Saved data entries:
++++++++++++++++++++
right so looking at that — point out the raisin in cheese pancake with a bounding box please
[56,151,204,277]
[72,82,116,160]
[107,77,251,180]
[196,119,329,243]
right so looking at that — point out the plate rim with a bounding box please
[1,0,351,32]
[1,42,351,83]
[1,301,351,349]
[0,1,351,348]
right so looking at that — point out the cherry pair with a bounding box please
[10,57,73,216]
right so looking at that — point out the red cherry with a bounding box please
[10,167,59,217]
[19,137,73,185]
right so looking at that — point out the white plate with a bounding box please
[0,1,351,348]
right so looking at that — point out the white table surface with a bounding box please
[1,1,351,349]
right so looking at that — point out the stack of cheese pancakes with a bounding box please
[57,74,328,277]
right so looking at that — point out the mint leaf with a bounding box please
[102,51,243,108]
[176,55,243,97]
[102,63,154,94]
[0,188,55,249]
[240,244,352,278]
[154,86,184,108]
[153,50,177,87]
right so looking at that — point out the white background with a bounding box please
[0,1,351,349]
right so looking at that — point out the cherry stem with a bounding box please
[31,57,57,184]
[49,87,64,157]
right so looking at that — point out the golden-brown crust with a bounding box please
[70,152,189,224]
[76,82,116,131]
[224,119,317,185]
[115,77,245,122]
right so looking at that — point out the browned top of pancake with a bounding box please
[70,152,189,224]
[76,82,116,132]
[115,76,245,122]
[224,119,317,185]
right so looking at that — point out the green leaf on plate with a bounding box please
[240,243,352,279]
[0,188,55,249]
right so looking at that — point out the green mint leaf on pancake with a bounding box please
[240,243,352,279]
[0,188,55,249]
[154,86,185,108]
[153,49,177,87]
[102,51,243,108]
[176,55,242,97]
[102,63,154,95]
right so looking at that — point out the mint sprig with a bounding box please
++++++++++++++++++++
* What you have to do: Reply with the complete records, restated exactly.

* Exercise solution:
right so looking at that — point out the raisin in cheese pancake with a bounding box please
[56,151,204,277]
[72,82,116,160]
[107,77,251,180]
[196,119,329,243]
right so looking at that — point out the plate rim with a bounding box please
[1,0,351,32]
[1,42,351,83]
[1,301,351,349]
[0,1,351,348]
right so looking at that — point out the cherry pair with a bounding box please
[10,57,73,216]
right so looking at that — point out the red cherry with a bounding box please
[10,167,59,217]
[19,137,73,185]
right so looking at that — point out the white plate with a bounding box please
[0,1,351,348]
right so looking at that — point out the white table surface with a bounding box please
[1,1,351,349]
right so looking at that — point out the stack of cheese pancakes with a bounding box please
[57,74,328,277]
right so looking at that — point out the mint leaf with a bounding box please
[102,51,243,108]
[176,55,243,97]
[102,63,154,94]
[0,188,55,249]
[240,244,352,278]
[154,86,184,108]
[153,50,177,87]
right so looking at that — point out the white background with a bounding box please
[0,1,351,349]
right so looking at that — point out the cherry stem with a bounding box please
[31,57,57,184]
[49,87,64,157]
right so looking at that — point out the golden-brown crust with a bounding box please
[70,152,189,224]
[76,82,116,131]
[224,119,317,185]
[115,77,245,122]
right so looking at that — point out the browned top of pancake with a bounding box please
[70,152,189,224]
[76,82,116,132]
[115,76,245,122]
[224,119,317,185]
right so looking at that — point out the green leaf on plate with a bounding box please
[240,243,352,279]
[0,188,55,249]
right so looking at that — point out the green mint leaf on pancake with a bounding box please
[240,243,352,279]
[0,188,55,249]
[154,86,185,108]
[153,49,177,87]
[102,51,243,108]
[176,55,242,97]
[102,63,154,95]
right so looking at that — point out the mint sprig with a bounding box please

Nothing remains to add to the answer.